Segment Start: Document text
The results are shown for each test and scenario combination in Table 2. Several general patterns emerge from examining this table. The pointwise comparisons based on the complementary log–log transformation, Z_CLL(t′), are sensitive only to differences at that point t′ and do not compare the entire curves. The pointwise comparison at 72 months has the highest power among pointwise comparisons because the largest differences in survival curves are seen there. Although the pointwise comparison at 72 months does well in scenarios F and G, it suffers from loss of power compared to some of the other methods for the proportional hazards situation (E) and when the differences at 72 months are not as pronounced (H–I). In these cases, a comparison of the entire curves using one of the other techniques can have more power.

Table 2.

Average rejection rates for 11 tests adjusted using ANOVA for censoring pattern. Rejection rates given by scenario using model (12). The last two rows refer to the log-rank (LR) test and weighted log-rank (WLR) tests starting at time 0. t₀ = 24.

		Scenario
Method	Equation	E	F	G	H	I
Z_CLL(24)	(1)	62.4	15.3	21.1	4.7	21.8
Z_CLL(48)	(1)	70.1	32.9	65.1	21.5	6.8
Z_CLL(72)	(1)	71.2	44.5	85.1	46.1	25.9
Z_WKM(t₀)	(2)	75.8	35.0	66.3	20.3	6.0
$χ_{PSV}^{2} (t_{0})$	(3)	74.8	32.0	61.2	16.4	4.8
Z_LR(t₀)	(4)	30.7	36.5	85.4	71.7	82.6
Z_OLS(t₀)	(5)	74.7	43.9	84.1	43.4	23.6
Z_SP,P(t₀)	(6)	76.9	40.2	74.8	29.6	10.7
χ²(t₀)	(7)	67.2	36.7	83.1	61.1	81.0
Log rank		78.0	28.9	47.0	8.6	22.2
Weighted log rank ρ = 0, γ = 1		64.7	49.7	93.8	70.0	64.6

Open in a new tab

The weighted Kaplan–Meier comparison, Z_WKM(t₀), and the pseudo-value technique, $χ_{PSV}^{2} (t_{0})$ , both aggregate differences in survival curves across the times after t₀, and as expected they perform well when those differences are in a consistent direction (scenarios E–G) and poorly when those differences are not in the same direction (scenario I) or when many of those early differences are very small (scenario H). Similarly, the linear combination tests (Z_OLS(t₀) and Z_SP,P(t₀)) combine the test statistics before and after t₀ in a linear fashion and would be expected to perform well when those statistics have the same sign (E–G) and poorly when they have the opposite sign (I) or one of them has a zero mean (H). Among these, the OLS test Z_OLS(t₀) has the best power in scenarios (F–I) and has only slightly less power for scenario (E), and would be recommended.
Segment End: Document text
Task prompt:
Write the next part of the passage on tests for comparing survival curves, starting after its final sentence. The lines that come next have nothing to do with this text.
Segment Start: Dataset excerpts
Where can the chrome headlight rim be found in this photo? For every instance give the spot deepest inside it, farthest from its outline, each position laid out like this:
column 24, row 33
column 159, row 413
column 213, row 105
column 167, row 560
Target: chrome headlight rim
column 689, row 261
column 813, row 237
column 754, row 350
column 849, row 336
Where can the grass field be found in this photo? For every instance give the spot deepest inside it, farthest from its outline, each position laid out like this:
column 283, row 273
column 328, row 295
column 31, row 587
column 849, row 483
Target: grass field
Segment End: Dataset excerpts
Segment Start: Dataset excerpts
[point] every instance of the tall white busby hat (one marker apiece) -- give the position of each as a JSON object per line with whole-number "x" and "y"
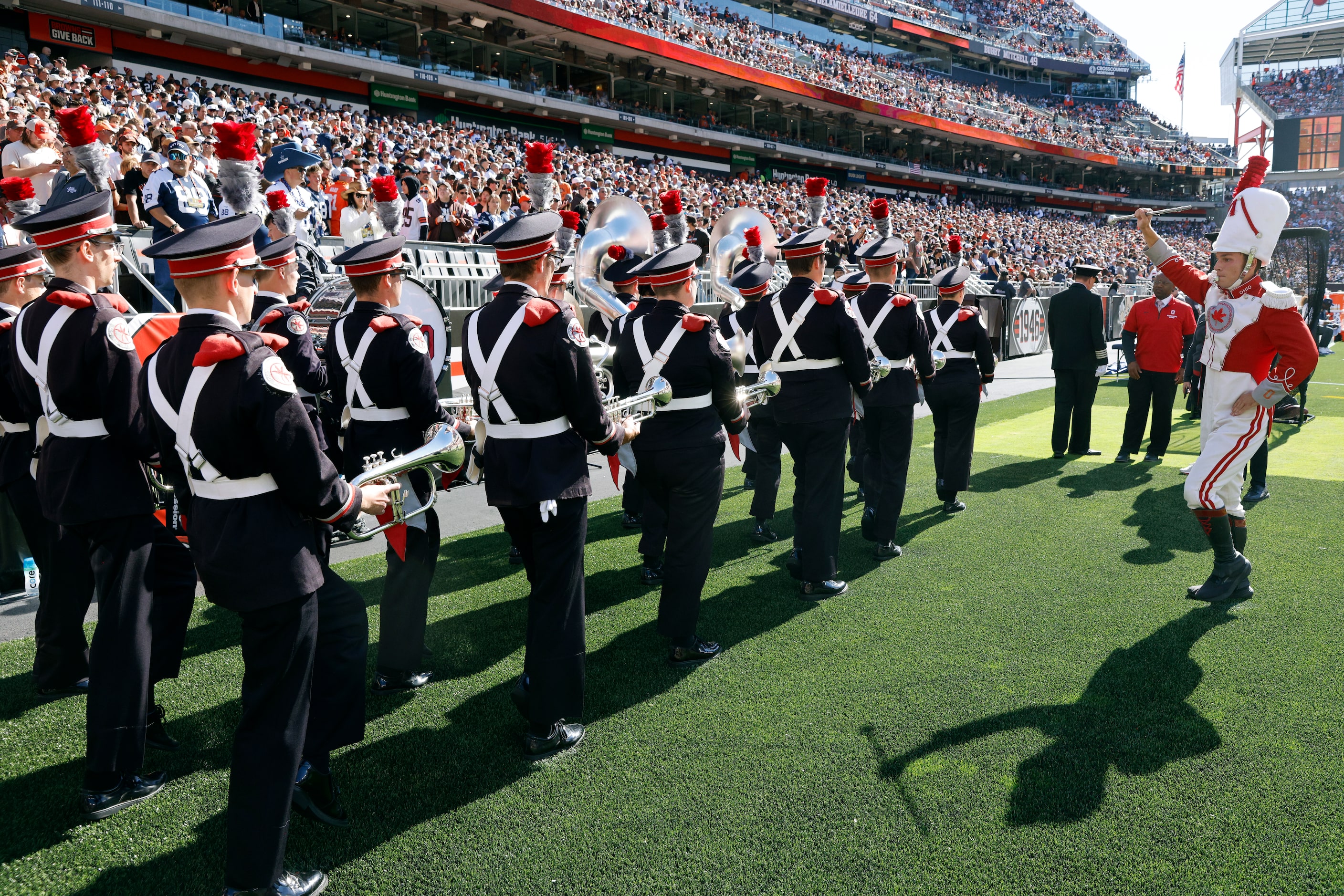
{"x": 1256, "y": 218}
Segment End: Dataset excerpts
Segment Start: Dataset excerpts
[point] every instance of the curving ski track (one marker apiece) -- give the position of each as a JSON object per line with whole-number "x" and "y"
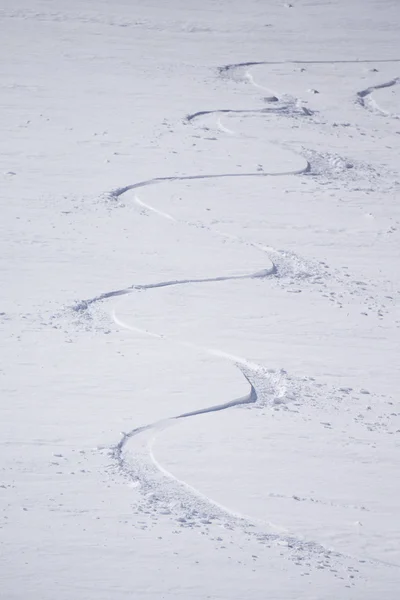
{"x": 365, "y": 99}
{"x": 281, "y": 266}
Segment End: Dataset excerpts
Exercise output:
The χ²(t₀) combination test performs well for scenarios (H–I), but may be less efficient when the statistics have the same sign (E–G). However, it appears that the magnitude of the relative power loss for scenarios (E–G) is modest, so this may be a good general method. Note that the log-rank test starting at t₀, Z_LR(t₀), has high power for scenarios (G–I); this component of the combination tests is driving the power much more than the other component, and this disparity in the component statistics is what produces good power for the χ²(t₀) combination test, as opposed to a linear combination test.

It is also worth noting that although the pseudo-value test $χ_{PSV}^{2} (t_{0})$ had poor power for scenarios (H–I), it was implemented assuming a time-independent effect of treatment on survival. One advantage of these models is that one can test for whether there is a time-dependent effect and incorporate this into the models, thereby improving the sensitivity to the treatment effect captured in these scenarios. Further investigation of this is needed, however.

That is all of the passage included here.